[Excerpt from a dataset]
* * *

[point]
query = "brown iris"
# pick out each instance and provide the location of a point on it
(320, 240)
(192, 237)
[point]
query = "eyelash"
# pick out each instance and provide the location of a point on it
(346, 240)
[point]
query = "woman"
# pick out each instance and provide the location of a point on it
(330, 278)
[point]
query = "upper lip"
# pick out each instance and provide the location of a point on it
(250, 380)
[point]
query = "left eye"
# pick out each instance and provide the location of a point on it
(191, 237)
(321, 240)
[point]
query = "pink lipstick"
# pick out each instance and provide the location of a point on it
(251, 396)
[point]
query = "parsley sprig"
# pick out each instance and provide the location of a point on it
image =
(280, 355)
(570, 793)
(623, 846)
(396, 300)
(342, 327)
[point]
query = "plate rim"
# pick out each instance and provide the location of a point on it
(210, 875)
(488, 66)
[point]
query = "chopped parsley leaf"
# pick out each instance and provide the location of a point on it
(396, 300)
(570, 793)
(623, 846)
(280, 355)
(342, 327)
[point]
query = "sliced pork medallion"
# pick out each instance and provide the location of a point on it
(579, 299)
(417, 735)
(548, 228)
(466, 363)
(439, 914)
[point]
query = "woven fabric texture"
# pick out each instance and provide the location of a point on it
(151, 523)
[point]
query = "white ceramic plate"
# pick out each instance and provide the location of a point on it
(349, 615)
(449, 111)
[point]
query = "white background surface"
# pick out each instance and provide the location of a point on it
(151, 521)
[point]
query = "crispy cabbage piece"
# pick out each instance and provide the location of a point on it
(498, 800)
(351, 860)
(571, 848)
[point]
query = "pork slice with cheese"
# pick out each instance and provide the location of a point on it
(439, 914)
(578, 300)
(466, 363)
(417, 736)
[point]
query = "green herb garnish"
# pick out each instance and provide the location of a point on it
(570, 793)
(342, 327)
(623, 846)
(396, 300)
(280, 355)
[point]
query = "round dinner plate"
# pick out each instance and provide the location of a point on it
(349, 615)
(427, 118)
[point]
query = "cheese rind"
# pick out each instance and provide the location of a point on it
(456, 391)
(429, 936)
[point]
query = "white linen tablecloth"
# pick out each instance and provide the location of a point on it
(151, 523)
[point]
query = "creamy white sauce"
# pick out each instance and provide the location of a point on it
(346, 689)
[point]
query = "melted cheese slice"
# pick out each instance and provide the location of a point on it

* * *

> EXERCISE INSTRUCTIONS
Transcribe every entry exactly.

> FINISHED ANSWER
[point]
query = "brown iris"
# pick out each instance and provide the location of a point on it
(320, 240)
(192, 237)
[point]
query = "eyelash"
# pick out each instance and provide the location of a point on it
(346, 240)
[point]
query = "woman"
# pick out each instance and provide the location of a point on it
(330, 278)
[point]
query = "upper lip"
# pick out each instance and provide the location of a point on it
(250, 380)
[point]
query = "left eye"
# pick out each instance and provide the location of a point on it
(191, 237)
(321, 240)
[point]
query = "pink lipstick"
# pick out each instance and provide the location of a point on it
(251, 396)
[point]
query = "parsley sprig"
# pick out each instance and provide the location of a point on it
image =
(280, 355)
(570, 793)
(623, 846)
(396, 300)
(342, 327)
[point]
query = "plate rim"
# pick out each instance and provide the location of a point on it
(210, 875)
(488, 66)
[point]
query = "chopped parsley leaf"
# pick out each instance and provide the location of a point on it
(396, 300)
(570, 793)
(623, 846)
(280, 355)
(342, 327)
[point]
query = "sliced pork medallion"
# pick out each instance and provide the location of a point on it
(579, 299)
(417, 735)
(548, 228)
(466, 363)
(439, 914)
[point]
query = "woven fabric texture"
# pick out each instance and provide the location of a point on it
(151, 523)
[point]
query = "white ceramic plate"
# pick out each instance and provide the location of a point on it
(349, 615)
(449, 111)
[point]
query = "white background surface"
# pick out each instance and provide the location of a point on it
(151, 521)
[point]
query = "crispy cabbage piece"
# pick out each instance and provide the location of a point on it
(498, 800)
(351, 860)
(571, 848)
[point]
query = "pork slice with cheese"
# pick out each instance and provide the location of a point on it
(439, 914)
(578, 300)
(466, 363)
(417, 736)
[point]
query = "green herb garnish"
# pick out each instance and provide the location of a point on it
(570, 793)
(342, 327)
(623, 846)
(396, 300)
(280, 355)
[point]
query = "round dinner plate"
# pick out each instance and provide the location of a point on it
(349, 615)
(427, 118)
[point]
query = "cheese rind"
# pick out each instance and provide the location of a point on it
(456, 391)
(429, 936)
[point]
query = "white linen tablecloth"
# pick out each instance and provide the location of a point on it
(151, 523)
[point]
query = "creamy white sauce"
# pick out each instance and provide the location of a point on it
(346, 689)
[point]
query = "melted cheese slice"
# pick out each instance and provide the location of a point on it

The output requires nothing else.